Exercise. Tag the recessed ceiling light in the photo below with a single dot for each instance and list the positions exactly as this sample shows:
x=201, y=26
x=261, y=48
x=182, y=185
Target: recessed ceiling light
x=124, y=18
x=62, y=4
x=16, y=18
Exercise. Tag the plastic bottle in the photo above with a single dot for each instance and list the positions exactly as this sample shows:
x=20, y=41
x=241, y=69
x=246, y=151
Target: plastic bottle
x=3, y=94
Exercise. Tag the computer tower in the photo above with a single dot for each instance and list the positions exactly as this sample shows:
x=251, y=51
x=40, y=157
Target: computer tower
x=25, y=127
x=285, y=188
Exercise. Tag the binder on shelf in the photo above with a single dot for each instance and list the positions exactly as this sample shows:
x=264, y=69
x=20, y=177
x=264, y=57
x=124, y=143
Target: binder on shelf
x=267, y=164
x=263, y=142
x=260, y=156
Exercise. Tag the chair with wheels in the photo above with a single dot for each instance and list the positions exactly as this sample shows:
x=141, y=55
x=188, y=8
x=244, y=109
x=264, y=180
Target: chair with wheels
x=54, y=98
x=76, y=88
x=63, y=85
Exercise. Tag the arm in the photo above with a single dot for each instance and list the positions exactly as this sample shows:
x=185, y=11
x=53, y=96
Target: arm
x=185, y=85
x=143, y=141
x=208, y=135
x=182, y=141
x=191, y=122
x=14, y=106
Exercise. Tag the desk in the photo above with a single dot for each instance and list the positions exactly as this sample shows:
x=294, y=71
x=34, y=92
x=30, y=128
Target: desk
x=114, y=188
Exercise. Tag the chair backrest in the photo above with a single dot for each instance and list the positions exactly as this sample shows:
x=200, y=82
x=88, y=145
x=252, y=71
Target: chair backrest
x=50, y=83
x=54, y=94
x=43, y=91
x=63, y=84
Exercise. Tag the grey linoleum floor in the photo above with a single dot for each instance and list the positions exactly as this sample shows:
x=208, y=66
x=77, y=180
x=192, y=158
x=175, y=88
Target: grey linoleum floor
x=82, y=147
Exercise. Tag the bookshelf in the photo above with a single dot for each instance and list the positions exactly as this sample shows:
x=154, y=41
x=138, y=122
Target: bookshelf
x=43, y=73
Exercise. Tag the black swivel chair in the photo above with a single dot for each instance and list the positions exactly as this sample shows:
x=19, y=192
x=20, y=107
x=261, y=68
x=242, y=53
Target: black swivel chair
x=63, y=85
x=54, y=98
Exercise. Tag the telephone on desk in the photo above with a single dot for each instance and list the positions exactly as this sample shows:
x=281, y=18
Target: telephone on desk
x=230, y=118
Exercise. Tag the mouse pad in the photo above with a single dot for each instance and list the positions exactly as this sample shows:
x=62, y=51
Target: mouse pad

***

- **ASSIGNED TASK**:
Scan the lines above, and whenever one holds the string "mouse", copy it.

- **SOLUTION TO THIS PROBLEM**:
Exercise. Tag the mouse pad in the photo above with a single dot for each instance and list the positions exactly as this sample shows:
Target: mouse pad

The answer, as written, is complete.